▶ Task statement: Print each line exactly, beginning with the one where "the car rear" appears and ending at the last line below.

▶ Information supplied:
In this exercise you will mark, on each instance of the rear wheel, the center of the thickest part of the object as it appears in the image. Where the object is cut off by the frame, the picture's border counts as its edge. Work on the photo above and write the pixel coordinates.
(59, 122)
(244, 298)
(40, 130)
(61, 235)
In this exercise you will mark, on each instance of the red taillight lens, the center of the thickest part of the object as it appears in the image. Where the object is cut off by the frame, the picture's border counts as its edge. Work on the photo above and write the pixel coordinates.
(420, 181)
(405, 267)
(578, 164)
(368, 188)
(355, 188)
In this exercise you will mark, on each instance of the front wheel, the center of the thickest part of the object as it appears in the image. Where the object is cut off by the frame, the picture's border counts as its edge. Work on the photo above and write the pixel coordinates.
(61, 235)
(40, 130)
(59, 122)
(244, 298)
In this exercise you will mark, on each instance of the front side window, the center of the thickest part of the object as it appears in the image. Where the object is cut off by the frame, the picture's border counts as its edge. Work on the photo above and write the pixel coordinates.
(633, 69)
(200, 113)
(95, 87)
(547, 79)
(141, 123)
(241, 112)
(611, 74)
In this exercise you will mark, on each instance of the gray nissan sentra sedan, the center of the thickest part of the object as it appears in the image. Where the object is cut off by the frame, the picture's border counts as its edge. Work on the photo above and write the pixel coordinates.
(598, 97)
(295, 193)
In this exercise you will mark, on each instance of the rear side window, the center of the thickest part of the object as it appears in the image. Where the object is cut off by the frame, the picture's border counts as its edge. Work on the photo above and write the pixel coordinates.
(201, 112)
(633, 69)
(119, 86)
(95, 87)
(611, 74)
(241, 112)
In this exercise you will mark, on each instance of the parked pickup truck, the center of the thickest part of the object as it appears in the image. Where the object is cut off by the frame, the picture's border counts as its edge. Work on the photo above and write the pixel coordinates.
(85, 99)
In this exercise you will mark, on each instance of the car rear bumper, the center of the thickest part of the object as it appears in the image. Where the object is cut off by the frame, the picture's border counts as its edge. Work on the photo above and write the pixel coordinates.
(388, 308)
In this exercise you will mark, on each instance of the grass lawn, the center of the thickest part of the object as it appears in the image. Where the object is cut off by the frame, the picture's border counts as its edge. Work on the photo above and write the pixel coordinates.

▶ Task result:
In this exercise you will mark, on each instance of the car rear bumper, the center of the thickest part of the object as it appears in the image. Where the object is cut off by the frame, the picture's border counts as its edge. Work on the photo above and write the pixel coordinates.
(388, 308)
In this exercise you will mark, on each instance of the grass lawn, the center of the thickest part of the object as it appears in the image. Where the object is cut off by the frame, the picture's border counts as its edge. Work on the photo above and write the pixel coordinates.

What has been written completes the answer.